>> begin Data for processing
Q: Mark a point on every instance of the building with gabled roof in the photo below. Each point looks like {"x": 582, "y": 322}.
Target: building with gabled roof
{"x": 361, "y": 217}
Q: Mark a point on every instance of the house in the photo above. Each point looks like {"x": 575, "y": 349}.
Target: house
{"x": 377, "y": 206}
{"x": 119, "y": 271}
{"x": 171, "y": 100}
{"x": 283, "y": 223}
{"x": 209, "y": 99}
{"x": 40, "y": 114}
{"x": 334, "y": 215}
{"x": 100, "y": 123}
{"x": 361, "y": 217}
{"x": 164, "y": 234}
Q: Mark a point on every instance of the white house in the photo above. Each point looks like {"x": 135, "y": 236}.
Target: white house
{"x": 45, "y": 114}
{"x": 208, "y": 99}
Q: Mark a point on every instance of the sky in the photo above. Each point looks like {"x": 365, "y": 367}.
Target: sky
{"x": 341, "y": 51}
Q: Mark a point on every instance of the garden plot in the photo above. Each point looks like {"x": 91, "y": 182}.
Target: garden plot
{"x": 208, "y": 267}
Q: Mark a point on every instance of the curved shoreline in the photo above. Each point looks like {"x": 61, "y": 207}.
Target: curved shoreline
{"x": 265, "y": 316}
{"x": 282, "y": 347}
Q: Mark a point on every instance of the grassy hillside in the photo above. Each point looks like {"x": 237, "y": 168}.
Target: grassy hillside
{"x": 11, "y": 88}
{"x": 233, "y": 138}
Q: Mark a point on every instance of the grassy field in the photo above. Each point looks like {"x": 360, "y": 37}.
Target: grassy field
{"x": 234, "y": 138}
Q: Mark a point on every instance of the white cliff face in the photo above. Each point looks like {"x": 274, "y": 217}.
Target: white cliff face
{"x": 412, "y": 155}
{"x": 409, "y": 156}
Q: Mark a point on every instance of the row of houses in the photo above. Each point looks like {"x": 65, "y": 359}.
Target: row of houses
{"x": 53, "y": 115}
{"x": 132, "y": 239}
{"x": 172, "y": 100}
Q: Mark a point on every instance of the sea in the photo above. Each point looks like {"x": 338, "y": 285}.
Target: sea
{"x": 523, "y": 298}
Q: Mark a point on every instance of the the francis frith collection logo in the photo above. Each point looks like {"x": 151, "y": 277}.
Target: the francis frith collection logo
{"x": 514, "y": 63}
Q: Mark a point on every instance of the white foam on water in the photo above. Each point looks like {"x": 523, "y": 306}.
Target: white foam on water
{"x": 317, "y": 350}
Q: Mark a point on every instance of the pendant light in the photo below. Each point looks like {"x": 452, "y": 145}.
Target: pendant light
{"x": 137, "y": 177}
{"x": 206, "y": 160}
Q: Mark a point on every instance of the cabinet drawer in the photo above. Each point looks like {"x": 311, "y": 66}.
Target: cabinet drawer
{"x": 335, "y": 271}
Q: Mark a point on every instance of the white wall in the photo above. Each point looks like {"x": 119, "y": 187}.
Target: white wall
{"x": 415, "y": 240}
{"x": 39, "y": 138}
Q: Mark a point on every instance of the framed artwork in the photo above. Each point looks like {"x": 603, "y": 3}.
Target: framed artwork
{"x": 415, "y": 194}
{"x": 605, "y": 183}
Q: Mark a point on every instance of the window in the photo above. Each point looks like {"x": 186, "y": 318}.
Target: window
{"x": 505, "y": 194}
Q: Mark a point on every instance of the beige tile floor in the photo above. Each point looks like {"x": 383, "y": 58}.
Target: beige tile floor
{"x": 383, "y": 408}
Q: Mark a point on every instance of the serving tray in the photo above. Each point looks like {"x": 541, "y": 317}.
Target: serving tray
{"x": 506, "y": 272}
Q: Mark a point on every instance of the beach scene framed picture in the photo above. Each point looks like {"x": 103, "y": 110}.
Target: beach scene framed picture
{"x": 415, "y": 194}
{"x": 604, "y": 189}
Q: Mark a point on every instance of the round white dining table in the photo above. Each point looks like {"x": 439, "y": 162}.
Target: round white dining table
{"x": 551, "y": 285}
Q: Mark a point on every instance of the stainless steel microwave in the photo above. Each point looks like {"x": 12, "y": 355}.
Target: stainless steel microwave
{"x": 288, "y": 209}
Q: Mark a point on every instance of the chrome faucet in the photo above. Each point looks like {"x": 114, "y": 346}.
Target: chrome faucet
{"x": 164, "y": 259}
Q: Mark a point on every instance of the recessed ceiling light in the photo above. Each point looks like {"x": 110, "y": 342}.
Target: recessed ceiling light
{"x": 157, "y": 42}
>> end Data for processing
▶ _Work required_
Write out every line of the entries above, unchanged.

▶ _Right answer_
Q: Mark a point on every instance of the building with gabled roof in the photo below. Each point looks like {"x": 582, "y": 322}.
Target: building with gabled roof
{"x": 361, "y": 217}
Q: Mark a point on every instance of the house in the photo above. Each point looks like {"x": 575, "y": 349}.
Target: house
{"x": 377, "y": 206}
{"x": 119, "y": 271}
{"x": 171, "y": 100}
{"x": 283, "y": 223}
{"x": 209, "y": 99}
{"x": 40, "y": 114}
{"x": 334, "y": 215}
{"x": 100, "y": 123}
{"x": 361, "y": 217}
{"x": 164, "y": 234}
Q: Mark a point on every instance of the white house in the photo above. Each point looks like {"x": 135, "y": 236}.
Target: white house
{"x": 45, "y": 114}
{"x": 208, "y": 99}
Q: Mark a point on every instance of the sky in the photo above. Each point looks like {"x": 365, "y": 367}.
Target: sky
{"x": 341, "y": 51}
Q: Mark a point on every instance of the garden plot in the photo above. Each point looks like {"x": 91, "y": 182}.
Target: garden plot
{"x": 208, "y": 267}
Q: Mark a point on every instance of the curved shoreline in the photo above. Each point looks like {"x": 61, "y": 207}.
Target: curved shoreline
{"x": 265, "y": 316}
{"x": 282, "y": 347}
Q: Mark a point on every instance of the grassy hillside in the photo above. Each point looks like {"x": 237, "y": 168}.
Target: grassy hillside
{"x": 11, "y": 88}
{"x": 233, "y": 138}
Q: Mark a point on every instance of the grassy field in the photo above. Each point looks like {"x": 360, "y": 37}.
Target: grassy field
{"x": 234, "y": 138}
Q: Mark a point on every instance of the white cliff face in the photo above. Each point looks like {"x": 274, "y": 217}.
Target: white cliff face
{"x": 412, "y": 155}
{"x": 409, "y": 156}
Q: Mark a point on every instance of the row of houses in the photo above. Each point looks like {"x": 65, "y": 359}.
Target: row of houses
{"x": 53, "y": 115}
{"x": 132, "y": 239}
{"x": 172, "y": 100}
Q: Mark a point on every instance of the sea in the photo above. Each point looks like {"x": 338, "y": 285}.
Target: sea
{"x": 523, "y": 298}
Q: Mark a point on every instance of the the francis frith collection logo in the photo above. Each point looks like {"x": 151, "y": 277}.
Target: the francis frith collection logo
{"x": 514, "y": 63}
Q: Mark a point on every instance of the white foam on water in the photo above. Each point looks like {"x": 523, "y": 306}.
Target: white foam on water
{"x": 317, "y": 350}
Q: Mark a point on every instance of the pendant light in the photo below. Each point looks like {"x": 452, "y": 145}.
Target: pendant light
{"x": 137, "y": 177}
{"x": 206, "y": 160}
Q: Mark a point on every instance of the cabinet drawer in the photo above. Each point looks like {"x": 311, "y": 66}.
Target: cabinet drawer
{"x": 335, "y": 271}
Q: Mark a point on every instance of the white wall in the photo above. Each point looks like {"x": 119, "y": 187}.
Target: white wall
{"x": 415, "y": 240}
{"x": 39, "y": 138}
Q: Mark a point on every instance of the framed artwork in the photo above. Each point looks like {"x": 603, "y": 3}.
Target: framed artwork
{"x": 415, "y": 194}
{"x": 605, "y": 183}
Q: Mark a point on every instance of the window in the photo above. Each point looks like {"x": 186, "y": 318}.
Target: window
{"x": 505, "y": 194}
Q: Mark a point on every instance of the beige tile floor in the photo above. Each point looks like {"x": 383, "y": 58}.
Target: beige tile floor
{"x": 383, "y": 408}
Q: Mark a point on every instance of the serving tray in the photo above. Each point looks like {"x": 541, "y": 317}.
Target: serving tray
{"x": 506, "y": 272}
Q: Mark a point on every instance of the beach scene framed picture in the photo above. Each point looks like {"x": 103, "y": 110}.
Target: beach scene framed picture
{"x": 415, "y": 194}
{"x": 604, "y": 189}
Q: Mark a point on every instance of the round white dining table in the photo above. Each point looks like {"x": 439, "y": 162}.
Target: round white dining table
{"x": 551, "y": 285}
Q: Mark a point on every instance of the stainless steel microwave in the photo above. Each point looks like {"x": 12, "y": 355}.
Target: stainless steel microwave
{"x": 288, "y": 209}
Q: Mark a point on every instance of the chrome faucet in the photo above. Each point looks like {"x": 114, "y": 346}.
Target: chrome faucet
{"x": 164, "y": 259}
Q: Mark a point on every instance of the recessed ceiling light in the photo above. Each point looks like {"x": 110, "y": 342}.
Target: recessed ceiling light
{"x": 157, "y": 42}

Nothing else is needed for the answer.